* [Requirements] Entries follow. Set all of them down as they stand.

* [Material for the task]
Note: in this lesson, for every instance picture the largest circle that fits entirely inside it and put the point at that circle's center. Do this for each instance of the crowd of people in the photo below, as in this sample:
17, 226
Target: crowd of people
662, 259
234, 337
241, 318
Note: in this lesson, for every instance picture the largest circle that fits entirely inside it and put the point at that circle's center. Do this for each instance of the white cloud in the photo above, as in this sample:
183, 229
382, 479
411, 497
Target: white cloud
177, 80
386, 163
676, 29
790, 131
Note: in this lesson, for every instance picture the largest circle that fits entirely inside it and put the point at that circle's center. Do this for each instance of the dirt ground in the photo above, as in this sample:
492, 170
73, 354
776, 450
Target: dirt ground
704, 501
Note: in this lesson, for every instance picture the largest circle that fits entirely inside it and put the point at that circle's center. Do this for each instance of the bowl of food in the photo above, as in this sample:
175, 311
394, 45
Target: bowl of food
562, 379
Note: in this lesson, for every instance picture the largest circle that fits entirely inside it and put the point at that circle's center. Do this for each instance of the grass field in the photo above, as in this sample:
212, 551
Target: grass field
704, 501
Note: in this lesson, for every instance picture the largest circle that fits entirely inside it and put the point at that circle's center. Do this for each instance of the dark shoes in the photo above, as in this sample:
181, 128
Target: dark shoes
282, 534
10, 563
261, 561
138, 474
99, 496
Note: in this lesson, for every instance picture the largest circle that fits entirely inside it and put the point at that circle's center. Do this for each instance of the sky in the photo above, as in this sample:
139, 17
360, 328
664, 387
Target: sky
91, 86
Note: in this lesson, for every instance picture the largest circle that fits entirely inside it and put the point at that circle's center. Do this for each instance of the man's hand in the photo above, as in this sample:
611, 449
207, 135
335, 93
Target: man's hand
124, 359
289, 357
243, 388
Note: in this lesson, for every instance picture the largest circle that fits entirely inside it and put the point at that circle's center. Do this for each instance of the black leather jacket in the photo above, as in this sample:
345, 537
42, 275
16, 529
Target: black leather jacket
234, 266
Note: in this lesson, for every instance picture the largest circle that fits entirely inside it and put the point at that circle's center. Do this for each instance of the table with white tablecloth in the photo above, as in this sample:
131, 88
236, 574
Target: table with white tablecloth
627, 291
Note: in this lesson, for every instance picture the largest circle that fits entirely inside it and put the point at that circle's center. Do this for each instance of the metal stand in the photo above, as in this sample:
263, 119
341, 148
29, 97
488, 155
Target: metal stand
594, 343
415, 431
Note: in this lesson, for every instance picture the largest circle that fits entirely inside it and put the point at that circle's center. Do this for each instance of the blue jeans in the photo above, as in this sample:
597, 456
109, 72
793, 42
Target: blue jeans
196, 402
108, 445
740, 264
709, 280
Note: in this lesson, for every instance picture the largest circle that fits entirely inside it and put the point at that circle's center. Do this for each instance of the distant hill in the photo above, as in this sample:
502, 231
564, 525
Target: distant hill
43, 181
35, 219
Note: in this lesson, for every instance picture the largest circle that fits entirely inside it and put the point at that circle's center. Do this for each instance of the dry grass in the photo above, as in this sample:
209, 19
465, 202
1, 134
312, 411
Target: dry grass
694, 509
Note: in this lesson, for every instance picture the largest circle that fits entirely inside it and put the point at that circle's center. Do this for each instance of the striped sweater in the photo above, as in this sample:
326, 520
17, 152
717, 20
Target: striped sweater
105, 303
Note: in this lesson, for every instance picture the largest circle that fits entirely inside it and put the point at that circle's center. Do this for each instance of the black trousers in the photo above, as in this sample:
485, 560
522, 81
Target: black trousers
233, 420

* [Answer to this problem]
Note: in this lesson, for every instance picture the largest circle that fits entirely inside it and put the point at that circle's center. Do this for each instance of the crowd of people in the photo below, as in this sample:
17, 226
Target: crowd of people
662, 259
234, 337
241, 318
Note: in this lesson, for every instance picture the largest circle that fits entirely inside it and put the point at that circle's center. Do this for each instance of the white cloud in the photo above, as in this sample:
183, 229
382, 479
411, 497
Target: white cloud
177, 80
386, 163
676, 29
790, 131
Note: in this lesson, for every instance picture the largest circle that fits entirely inside it and put the point at that circle's center. Do this for each instance of the dirt ground in the photo above, as in this sample:
492, 170
73, 354
776, 450
Target: dirt ground
704, 501
Note: in this lesson, for every instance picture the largest circle that fits entirely inside it and put the point at that circle's center. Do this for each instance of the bowl of food in the photo above, as in this sample:
175, 311
394, 45
Target: bowl of food
562, 379
Note: in this lesson, for every instance picture the largest circle that fits entirely inside it and put the point at that circle's center. Do this for each instance of the grass field in the photo above, as in this sample:
212, 551
Target: grass field
704, 501
Note: in this lesson, for every instance picture the largest circle that fits entirely inside it and put the point at that circle's center. Do this for each instance of the dark shoes in the photo above, as in this sample:
181, 128
Target: dark shoes
282, 534
10, 563
261, 561
138, 474
99, 496
Note: in this lesson, for every instance picture the largest circle that fits entirely inside it and put the point at that circle's center. Do this for each instance of the sky in the photo above, as in this sample:
139, 17
360, 328
664, 387
Target: sky
91, 86
Note: in this lesson, for every instance picture the largest circle that fits entirely inside it and put the point at that circle's center. Do this for each instance of the man's hand in the photo above, as in this sample:
611, 449
207, 135
335, 93
Target: man's hand
124, 359
289, 357
243, 388
Note: in this lesson, for every instance picture the largest circle that fits entirely inside it and put the point at that circle's center. Do this for each instance of the black leather jacket in the photo above, as in this sample:
345, 537
42, 275
16, 529
Target: black leather jacket
234, 266
Note: in this lesson, for every instance picture the largest circle that fits entirely inside it and put the point at that circle's center. Do this for each instance of the table with white tablecloth in the photo above, as in this sample:
131, 88
236, 574
Target: table with white tablecloth
627, 291
Note: in this lesson, for every instance picture the largest circle that fits entirely inside it and put the point at that circle's center. Do this for each instance of the metal stand in the photo above, as in this sample:
263, 119
341, 148
29, 97
488, 155
Target: metal stand
594, 343
415, 431
Note: in this lesson, for every instance picture the largest circle that fits entirely inside it and put the point at that circle's center. Do this for each instance of the blue jeans in the photo above, as in this sample:
597, 456
109, 72
793, 42
Target: blue jeans
196, 402
108, 445
740, 264
709, 280
Note: in this lesson, for every instance picture the largest circle that fits entirely inside it and put the point at that circle's center. Do this for each instance of the distant hill in the photo above, as in this sample:
502, 231
564, 525
Target: distant hill
43, 181
35, 219
Note: in this lesson, for every instance picture the largest circle that fits entirely inside it and put the point at that circle's center. Do this for each instance of the dry grass in the photo above, as in this sample:
209, 19
465, 202
1, 134
312, 411
Target: dry grass
694, 509
Note: in this lesson, for every instance picture the largest circle that fits entirely inside it and put the point at that circle's center. Do this for each instance of the striped sweater in the photo above, as in this sample:
326, 520
17, 152
717, 20
Target: striped sweater
105, 303
Note: in this lesson, for every instance picture the largest circle that fits entirely inside it and put the point at that circle's center. Do this for each instance of the black trousers in the photo above, as in this sample:
485, 560
522, 81
Target: black trousers
233, 420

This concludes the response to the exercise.